§ EXERCISE DESCRIPTION:
The lines to extract start at the one containing "of the club" and end with the last line; give them exactly and nothing more.

━━━━━ DATA FOR THE TASK ━━━━━

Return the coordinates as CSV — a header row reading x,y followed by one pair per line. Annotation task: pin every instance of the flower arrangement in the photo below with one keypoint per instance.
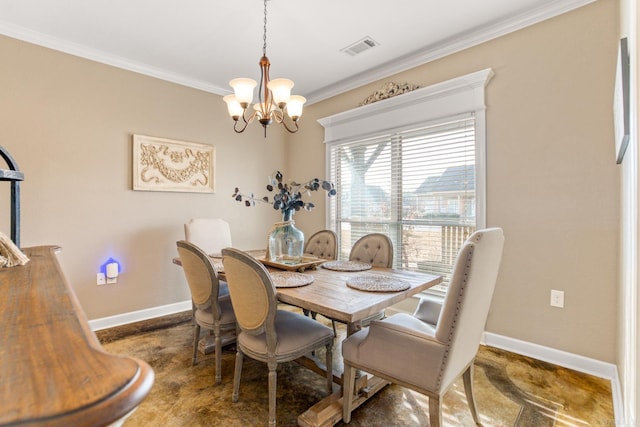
x,y
288,197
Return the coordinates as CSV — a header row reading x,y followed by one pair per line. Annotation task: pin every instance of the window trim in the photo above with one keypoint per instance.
x,y
460,95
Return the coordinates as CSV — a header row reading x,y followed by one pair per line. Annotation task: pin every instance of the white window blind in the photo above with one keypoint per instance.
x,y
417,186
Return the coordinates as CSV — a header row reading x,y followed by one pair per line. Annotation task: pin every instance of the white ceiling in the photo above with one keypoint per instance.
x,y
204,44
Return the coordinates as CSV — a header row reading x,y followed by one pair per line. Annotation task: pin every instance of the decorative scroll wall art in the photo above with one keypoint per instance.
x,y
167,165
389,90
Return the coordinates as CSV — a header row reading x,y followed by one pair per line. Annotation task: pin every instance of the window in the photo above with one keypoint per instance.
x,y
421,183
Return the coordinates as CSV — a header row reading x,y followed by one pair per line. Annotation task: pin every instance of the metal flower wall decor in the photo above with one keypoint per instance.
x,y
288,197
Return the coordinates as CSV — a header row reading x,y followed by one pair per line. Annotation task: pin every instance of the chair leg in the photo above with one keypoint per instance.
x,y
218,357
435,412
236,376
196,337
329,365
348,380
273,380
467,379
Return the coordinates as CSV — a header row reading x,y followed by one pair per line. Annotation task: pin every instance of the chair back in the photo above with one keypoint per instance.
x,y
468,299
322,244
252,292
209,234
375,249
201,275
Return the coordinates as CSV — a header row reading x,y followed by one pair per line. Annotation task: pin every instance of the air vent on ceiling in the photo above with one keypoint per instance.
x,y
360,46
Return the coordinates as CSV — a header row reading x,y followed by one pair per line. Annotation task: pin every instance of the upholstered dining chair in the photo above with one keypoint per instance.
x,y
375,249
322,244
210,311
426,357
209,234
267,334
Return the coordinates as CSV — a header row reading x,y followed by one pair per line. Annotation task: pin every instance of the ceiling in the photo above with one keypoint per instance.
x,y
204,44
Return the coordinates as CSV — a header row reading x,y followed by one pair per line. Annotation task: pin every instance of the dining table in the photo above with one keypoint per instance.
x,y
347,292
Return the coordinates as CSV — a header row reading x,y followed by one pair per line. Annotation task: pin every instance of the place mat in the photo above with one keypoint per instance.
x,y
377,283
290,279
346,266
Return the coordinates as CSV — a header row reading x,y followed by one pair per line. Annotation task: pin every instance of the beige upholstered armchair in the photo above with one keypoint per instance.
x,y
210,311
322,244
266,333
375,249
428,357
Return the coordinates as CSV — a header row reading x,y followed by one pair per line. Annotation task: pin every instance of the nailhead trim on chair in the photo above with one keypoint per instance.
x,y
467,267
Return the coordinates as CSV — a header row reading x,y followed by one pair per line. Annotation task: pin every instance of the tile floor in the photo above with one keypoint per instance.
x,y
511,390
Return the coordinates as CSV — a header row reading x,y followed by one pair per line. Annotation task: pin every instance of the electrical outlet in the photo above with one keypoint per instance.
x,y
557,298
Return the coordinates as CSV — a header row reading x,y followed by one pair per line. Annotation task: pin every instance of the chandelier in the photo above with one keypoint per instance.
x,y
275,99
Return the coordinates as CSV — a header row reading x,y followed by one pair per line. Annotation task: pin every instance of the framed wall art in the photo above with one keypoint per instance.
x,y
621,101
161,164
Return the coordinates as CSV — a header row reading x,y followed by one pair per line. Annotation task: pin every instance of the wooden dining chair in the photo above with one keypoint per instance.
x,y
267,334
427,357
211,310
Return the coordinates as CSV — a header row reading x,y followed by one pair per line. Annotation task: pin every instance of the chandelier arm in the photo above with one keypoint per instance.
x,y
245,120
284,123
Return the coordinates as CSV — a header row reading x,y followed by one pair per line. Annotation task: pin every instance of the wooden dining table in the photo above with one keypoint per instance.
x,y
330,295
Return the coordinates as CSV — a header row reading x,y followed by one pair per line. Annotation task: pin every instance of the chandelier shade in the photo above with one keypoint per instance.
x,y
274,97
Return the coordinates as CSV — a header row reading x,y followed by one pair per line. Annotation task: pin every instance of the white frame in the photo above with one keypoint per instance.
x,y
621,101
460,95
161,164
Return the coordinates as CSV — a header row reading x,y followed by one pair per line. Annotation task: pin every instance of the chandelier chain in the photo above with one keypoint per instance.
x,y
264,36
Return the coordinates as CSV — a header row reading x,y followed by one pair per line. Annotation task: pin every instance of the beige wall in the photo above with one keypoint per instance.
x,y
68,123
552,182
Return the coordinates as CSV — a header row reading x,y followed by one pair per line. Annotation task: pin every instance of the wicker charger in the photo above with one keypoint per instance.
x,y
290,279
346,266
371,282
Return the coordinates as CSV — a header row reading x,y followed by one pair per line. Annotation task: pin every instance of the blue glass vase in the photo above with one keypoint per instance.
x,y
286,242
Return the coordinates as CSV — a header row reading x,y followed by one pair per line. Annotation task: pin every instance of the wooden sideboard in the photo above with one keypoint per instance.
x,y
53,370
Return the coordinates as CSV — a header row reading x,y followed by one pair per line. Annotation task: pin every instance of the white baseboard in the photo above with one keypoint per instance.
x,y
576,362
136,316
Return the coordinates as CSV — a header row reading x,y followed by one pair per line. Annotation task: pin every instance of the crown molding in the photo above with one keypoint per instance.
x,y
420,57
40,39
472,38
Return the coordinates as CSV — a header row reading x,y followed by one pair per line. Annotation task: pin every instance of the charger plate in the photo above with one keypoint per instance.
x,y
346,266
290,279
372,282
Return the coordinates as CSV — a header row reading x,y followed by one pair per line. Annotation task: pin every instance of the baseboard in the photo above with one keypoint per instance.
x,y
136,316
576,362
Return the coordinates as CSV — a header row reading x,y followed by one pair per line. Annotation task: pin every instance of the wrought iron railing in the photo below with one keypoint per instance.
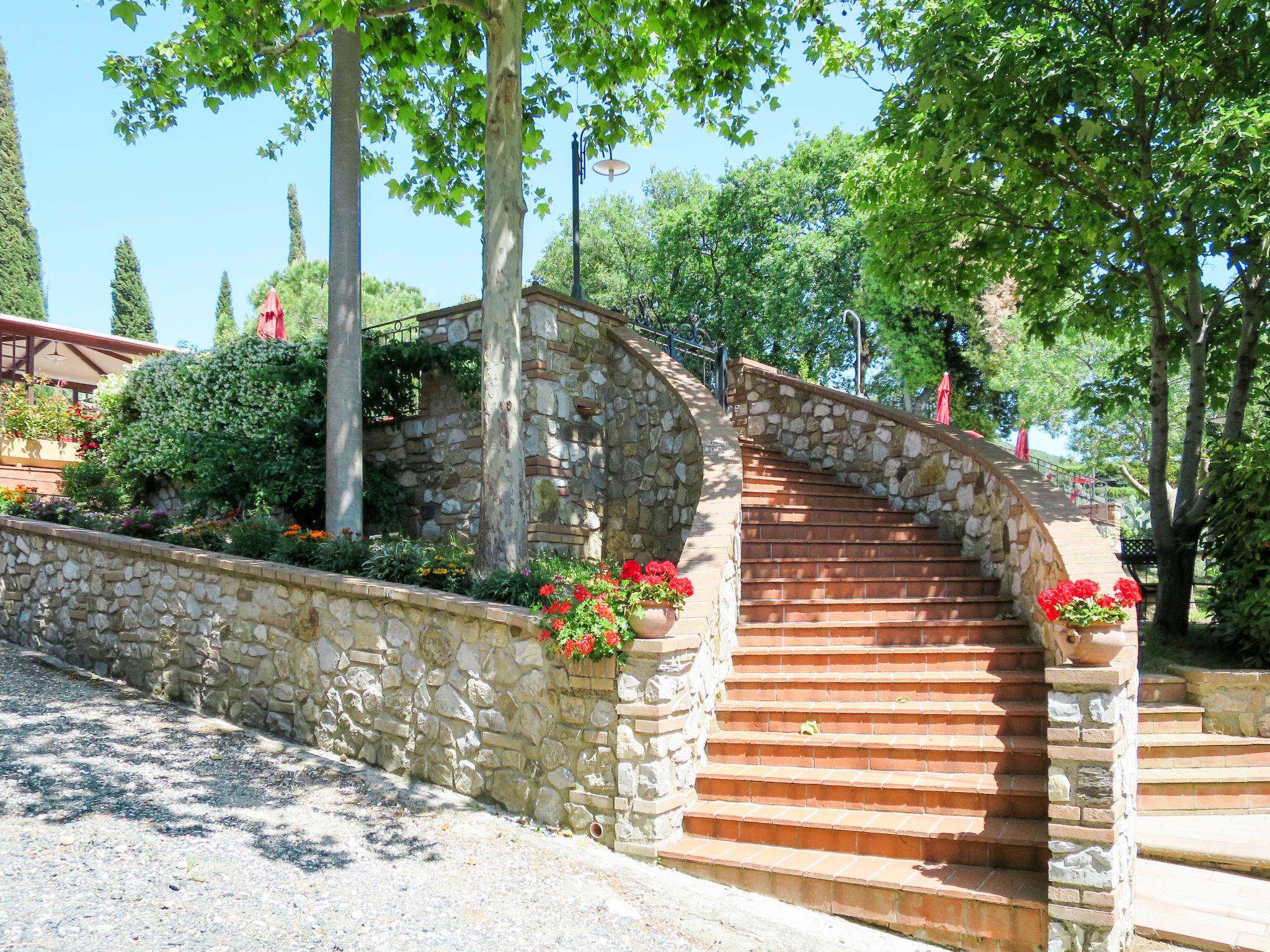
x,y
694,348
399,329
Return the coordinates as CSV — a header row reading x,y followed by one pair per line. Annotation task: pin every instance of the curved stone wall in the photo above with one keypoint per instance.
x,y
1023,528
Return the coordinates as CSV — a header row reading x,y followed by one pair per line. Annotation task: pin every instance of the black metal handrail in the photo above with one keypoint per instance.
x,y
693,347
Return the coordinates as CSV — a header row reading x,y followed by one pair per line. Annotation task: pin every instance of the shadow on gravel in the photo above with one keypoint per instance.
x,y
70,748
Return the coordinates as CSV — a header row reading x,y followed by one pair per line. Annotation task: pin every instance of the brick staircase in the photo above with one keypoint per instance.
x,y
921,803
1184,770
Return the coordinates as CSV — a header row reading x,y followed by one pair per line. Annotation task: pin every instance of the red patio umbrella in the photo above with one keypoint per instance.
x,y
944,402
1021,444
270,324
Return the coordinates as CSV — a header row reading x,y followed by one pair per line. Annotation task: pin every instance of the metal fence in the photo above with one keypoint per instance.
x,y
694,348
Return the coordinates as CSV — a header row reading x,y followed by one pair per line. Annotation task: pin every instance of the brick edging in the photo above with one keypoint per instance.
x,y
277,571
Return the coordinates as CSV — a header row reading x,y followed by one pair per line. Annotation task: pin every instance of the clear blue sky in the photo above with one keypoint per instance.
x,y
197,200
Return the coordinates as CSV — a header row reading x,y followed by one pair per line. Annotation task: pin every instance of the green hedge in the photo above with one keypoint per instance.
x,y
246,423
1237,544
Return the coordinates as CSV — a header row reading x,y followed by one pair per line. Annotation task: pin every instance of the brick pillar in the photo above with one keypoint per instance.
x,y
1093,806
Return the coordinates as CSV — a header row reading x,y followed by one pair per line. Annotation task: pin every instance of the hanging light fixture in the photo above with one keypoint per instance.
x,y
611,167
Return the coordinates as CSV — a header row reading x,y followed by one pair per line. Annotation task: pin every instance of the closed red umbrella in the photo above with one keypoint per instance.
x,y
944,402
270,324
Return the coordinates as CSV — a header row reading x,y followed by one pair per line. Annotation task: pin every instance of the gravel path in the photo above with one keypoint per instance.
x,y
134,824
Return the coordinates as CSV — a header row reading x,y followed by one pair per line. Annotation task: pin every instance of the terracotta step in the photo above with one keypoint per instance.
x,y
890,718
966,631
859,531
807,495
1170,719
1202,751
1204,790
1020,796
866,588
1204,909
887,685
1161,690
822,516
970,840
889,658
943,568
877,610
757,549
966,907
938,753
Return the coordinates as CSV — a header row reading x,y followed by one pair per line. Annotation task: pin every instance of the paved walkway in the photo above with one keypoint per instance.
x,y
131,824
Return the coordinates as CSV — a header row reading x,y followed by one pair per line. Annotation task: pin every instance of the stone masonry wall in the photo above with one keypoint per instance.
x,y
1026,534
564,355
1235,702
435,685
654,462
1023,530
1093,790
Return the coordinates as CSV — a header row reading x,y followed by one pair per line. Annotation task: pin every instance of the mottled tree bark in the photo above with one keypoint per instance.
x,y
345,314
502,518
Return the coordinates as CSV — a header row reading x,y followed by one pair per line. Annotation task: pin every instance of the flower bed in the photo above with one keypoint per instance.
x,y
579,603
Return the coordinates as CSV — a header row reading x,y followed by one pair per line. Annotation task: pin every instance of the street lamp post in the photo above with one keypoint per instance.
x,y
610,168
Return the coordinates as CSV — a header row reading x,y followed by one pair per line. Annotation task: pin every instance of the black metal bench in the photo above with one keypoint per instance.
x,y
1137,553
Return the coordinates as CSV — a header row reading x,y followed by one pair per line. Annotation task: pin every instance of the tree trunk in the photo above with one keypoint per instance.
x,y
345,306
502,521
1176,582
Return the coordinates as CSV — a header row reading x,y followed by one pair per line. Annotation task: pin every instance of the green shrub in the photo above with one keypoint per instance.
x,y
345,553
398,560
447,566
92,484
254,537
1237,544
246,423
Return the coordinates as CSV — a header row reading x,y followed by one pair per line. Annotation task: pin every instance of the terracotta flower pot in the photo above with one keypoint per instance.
x,y
657,621
1095,645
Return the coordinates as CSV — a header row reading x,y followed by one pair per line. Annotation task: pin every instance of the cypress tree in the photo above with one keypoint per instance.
x,y
298,235
225,327
133,316
20,291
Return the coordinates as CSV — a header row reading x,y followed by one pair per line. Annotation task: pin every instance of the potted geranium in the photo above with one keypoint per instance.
x,y
654,594
585,622
1094,617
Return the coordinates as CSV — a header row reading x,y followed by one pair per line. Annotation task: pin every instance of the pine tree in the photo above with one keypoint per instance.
x,y
225,327
20,291
298,234
133,316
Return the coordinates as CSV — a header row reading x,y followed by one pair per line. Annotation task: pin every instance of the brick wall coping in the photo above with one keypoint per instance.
x,y
534,293
1078,546
277,571
714,526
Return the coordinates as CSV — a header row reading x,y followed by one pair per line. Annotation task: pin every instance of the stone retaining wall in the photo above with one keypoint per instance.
x,y
1235,702
1028,535
435,685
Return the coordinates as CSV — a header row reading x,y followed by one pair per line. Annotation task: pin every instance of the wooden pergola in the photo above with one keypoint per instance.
x,y
70,358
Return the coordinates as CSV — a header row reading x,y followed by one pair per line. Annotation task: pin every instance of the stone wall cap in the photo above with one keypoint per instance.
x,y
277,571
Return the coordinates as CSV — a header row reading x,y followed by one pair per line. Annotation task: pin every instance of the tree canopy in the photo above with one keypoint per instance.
x,y
225,329
130,304
1103,152
20,289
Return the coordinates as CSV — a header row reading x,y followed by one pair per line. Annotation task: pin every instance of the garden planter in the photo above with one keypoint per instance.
x,y
657,622
1093,645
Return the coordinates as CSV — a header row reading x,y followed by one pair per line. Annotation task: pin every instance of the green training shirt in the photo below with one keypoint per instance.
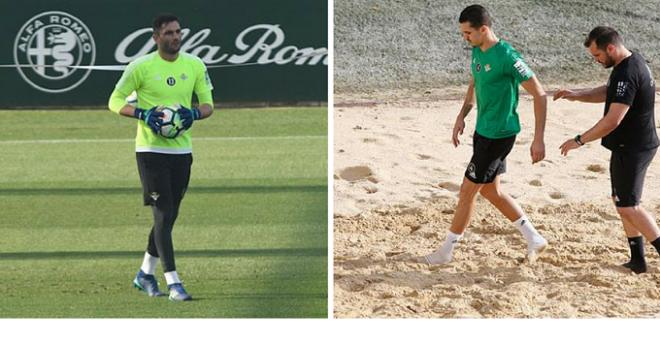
x,y
497,73
161,82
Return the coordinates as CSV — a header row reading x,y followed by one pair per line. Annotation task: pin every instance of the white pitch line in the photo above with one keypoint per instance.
x,y
231,138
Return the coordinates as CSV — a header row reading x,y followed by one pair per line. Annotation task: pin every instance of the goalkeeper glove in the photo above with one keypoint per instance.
x,y
188,116
151,117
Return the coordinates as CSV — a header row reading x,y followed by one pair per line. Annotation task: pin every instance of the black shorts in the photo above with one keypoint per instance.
x,y
488,158
627,172
164,177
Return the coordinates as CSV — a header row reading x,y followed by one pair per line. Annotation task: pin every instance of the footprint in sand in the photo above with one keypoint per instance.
x,y
535,182
355,173
449,186
371,189
556,195
596,168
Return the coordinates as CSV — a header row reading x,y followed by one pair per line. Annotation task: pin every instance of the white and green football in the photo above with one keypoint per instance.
x,y
172,125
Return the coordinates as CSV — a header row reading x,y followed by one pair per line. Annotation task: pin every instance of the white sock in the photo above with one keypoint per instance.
x,y
444,253
149,264
171,278
527,230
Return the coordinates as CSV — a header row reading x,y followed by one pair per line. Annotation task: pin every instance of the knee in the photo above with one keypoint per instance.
x,y
164,216
489,193
469,190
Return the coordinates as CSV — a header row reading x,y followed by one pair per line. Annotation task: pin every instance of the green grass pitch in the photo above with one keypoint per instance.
x,y
250,241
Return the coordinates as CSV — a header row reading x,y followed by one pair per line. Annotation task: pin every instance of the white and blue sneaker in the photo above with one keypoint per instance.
x,y
147,283
177,293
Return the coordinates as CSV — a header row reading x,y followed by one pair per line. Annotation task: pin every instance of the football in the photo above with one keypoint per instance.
x,y
172,125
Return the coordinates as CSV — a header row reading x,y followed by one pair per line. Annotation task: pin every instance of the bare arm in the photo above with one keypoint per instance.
x,y
534,88
593,95
612,119
459,124
468,103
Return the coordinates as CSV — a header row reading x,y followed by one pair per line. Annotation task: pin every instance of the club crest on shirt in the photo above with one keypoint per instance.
x,y
621,88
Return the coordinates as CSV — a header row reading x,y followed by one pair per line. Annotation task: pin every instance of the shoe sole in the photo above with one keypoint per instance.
x,y
139,287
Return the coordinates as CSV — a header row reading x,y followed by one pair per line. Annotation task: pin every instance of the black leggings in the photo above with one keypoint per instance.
x,y
164,180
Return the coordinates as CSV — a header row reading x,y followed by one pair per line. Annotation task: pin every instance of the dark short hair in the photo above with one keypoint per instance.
x,y
163,19
603,35
476,15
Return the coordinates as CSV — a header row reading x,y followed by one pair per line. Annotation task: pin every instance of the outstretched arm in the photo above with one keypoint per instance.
x,y
533,87
593,95
614,116
468,104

━━━━━

§ SOLUTION TO THE PROBLEM:
Return the coordinates as CSV — a header row reading x,y followed by one pair per line. Annotation task: pin every instance of the club crest on shirt in the photo above with one keypoint per instance.
x,y
621,88
Return the coordinates as CSV — a header row reading x,y followed by one pair per line. Annotation task: pin every instance of the shoe sole in the photo above with one keypoint per instance.
x,y
139,287
Return the coordinates as CSV — a header row reading x,y followed by one pair per line. Annotation task: pin every instance of the black leggings in the photo above with one keypoint per instance.
x,y
164,180
Return the coordinates as CSV — a header row reading x,y followed by one pair per line. Annotation task: pin every instance of the dark short hair in the photo above with one keypoint per instance.
x,y
163,19
603,35
476,15
Return the coordinates as CSV — a header row reading x,y followed by one pair per line. Annotation task: pin every instance of the outstretched arm in the photo above with one keypoint per instance.
x,y
533,87
593,95
614,116
468,104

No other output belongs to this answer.